=== Given exercise ===
Starting at the line that contains "patch with a point." and running through the end of the material, inclusive, reproduce those lines with every "Observed" changed to "Detected" and everything else left as it is. Omit the pictures from your answer.

=== Given records ===
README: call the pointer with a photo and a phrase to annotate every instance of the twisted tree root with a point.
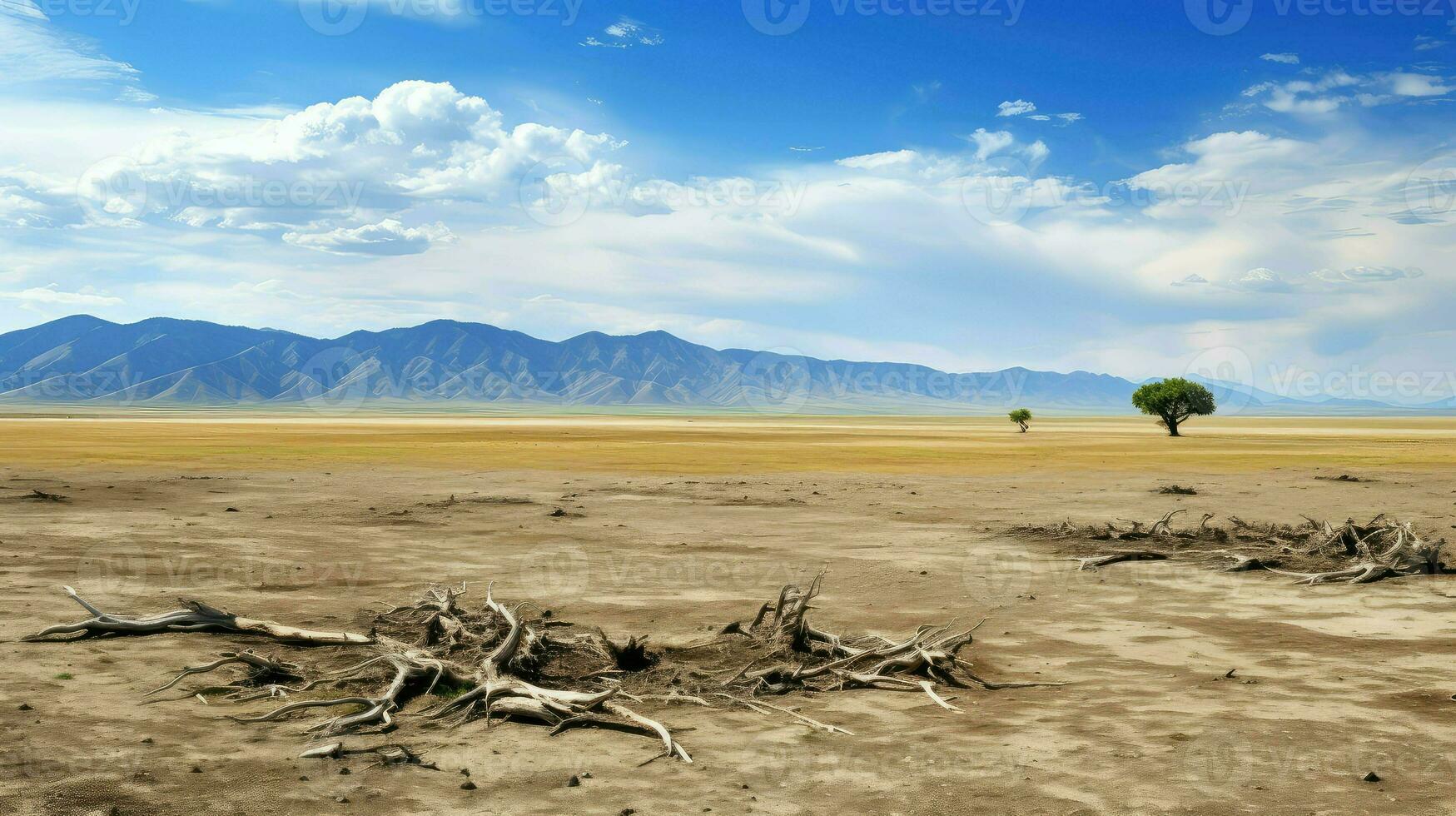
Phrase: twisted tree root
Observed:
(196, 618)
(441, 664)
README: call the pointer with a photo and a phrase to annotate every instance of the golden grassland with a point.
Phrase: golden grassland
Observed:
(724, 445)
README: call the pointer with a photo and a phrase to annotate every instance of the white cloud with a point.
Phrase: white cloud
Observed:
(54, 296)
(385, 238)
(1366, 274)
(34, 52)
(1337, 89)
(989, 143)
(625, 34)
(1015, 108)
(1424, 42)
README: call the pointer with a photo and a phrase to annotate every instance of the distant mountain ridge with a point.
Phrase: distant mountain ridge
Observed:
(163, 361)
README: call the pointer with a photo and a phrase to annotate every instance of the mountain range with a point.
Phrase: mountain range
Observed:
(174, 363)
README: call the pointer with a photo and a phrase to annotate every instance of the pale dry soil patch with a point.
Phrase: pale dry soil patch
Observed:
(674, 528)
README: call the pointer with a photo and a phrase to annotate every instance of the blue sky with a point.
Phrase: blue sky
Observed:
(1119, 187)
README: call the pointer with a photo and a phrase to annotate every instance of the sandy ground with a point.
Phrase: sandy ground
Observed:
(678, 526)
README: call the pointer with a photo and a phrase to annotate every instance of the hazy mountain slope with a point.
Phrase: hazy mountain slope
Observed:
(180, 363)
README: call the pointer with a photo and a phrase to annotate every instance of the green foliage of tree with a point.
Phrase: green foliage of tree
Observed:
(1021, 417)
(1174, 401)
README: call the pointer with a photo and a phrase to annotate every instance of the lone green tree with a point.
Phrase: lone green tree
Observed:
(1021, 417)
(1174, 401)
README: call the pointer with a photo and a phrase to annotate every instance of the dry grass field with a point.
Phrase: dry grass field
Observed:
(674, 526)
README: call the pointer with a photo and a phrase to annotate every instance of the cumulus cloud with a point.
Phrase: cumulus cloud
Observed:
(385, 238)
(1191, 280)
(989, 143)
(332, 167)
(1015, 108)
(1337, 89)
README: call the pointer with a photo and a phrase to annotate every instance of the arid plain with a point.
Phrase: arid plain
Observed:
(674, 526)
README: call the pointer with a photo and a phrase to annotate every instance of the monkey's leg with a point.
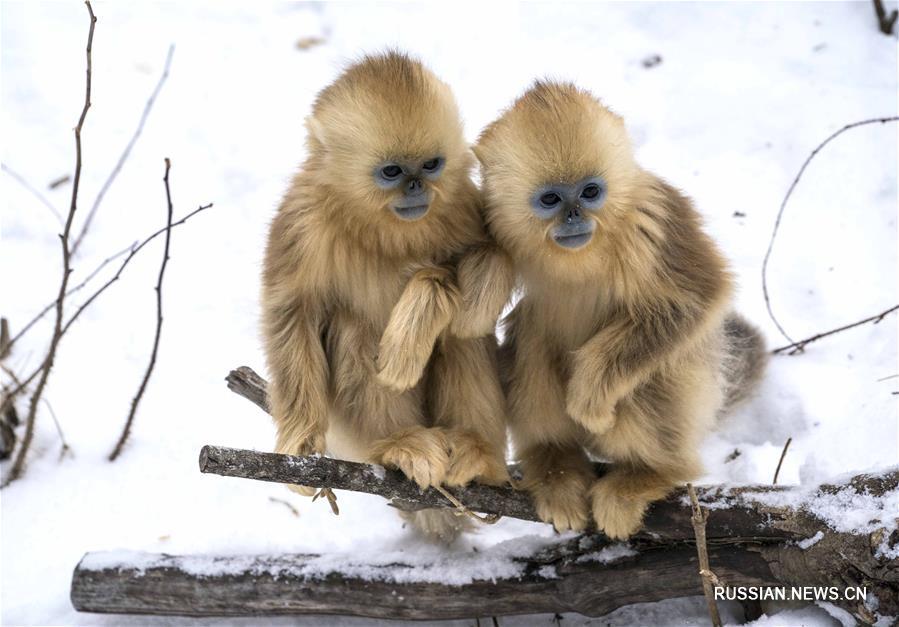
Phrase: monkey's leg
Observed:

=== Result ===
README: call the pointer with a photo and a phrase to annotate every instance of the pale dry soil patch with a point.
Phrase: pale dry soil patch
Detected:
(674, 528)
README: call the pointer with a photo and a phrase to annotate every instance of the blue sky with a point.
Phrase: blue sky
Detected:
(1119, 187)
README: call the pointer with a photo and a phrase to annotate every instance of the sandy ground with a point.
Phrase: sandy ground
Detected:
(678, 526)
README: call the pointer with a photo and a phrase to annotate every instance of the hazy mountain slope with a point.
Phrase: hazy mountain slope
Detected:
(180, 363)
README: call the pointer with a photo and a phrase to annotate every instance of the green foliage of tree with a point.
Phrase: green foliage of tree
Detected:
(1021, 417)
(1174, 401)
README: call the pointer with a photo and a phrase to annotate every instance of the lone green tree with a point.
Phrase: lone green tree
Detected:
(1021, 417)
(1174, 401)
README: call the pointer with a photo and a phrase to annotate every instance of the dry grass field with a point.
Phrase: dry grass field
Detected:
(674, 526)
README: call the pointer with a photo and a phrase to annotate every instance of the cumulus cloud with a point.
Phrase: cumulus cloud
Detected:
(385, 238)
(1191, 280)
(989, 143)
(332, 167)
(1015, 108)
(1337, 89)
README: call the pointer with a photo and a phrase to annotate every instance of the arid plain with a point.
Phrase: arid plain
Detected:
(674, 526)
README: call the pointer with a photo and a phrase to annotate every instance of the monkey's leg with a point.
Phrase: monkey's leg
Detected:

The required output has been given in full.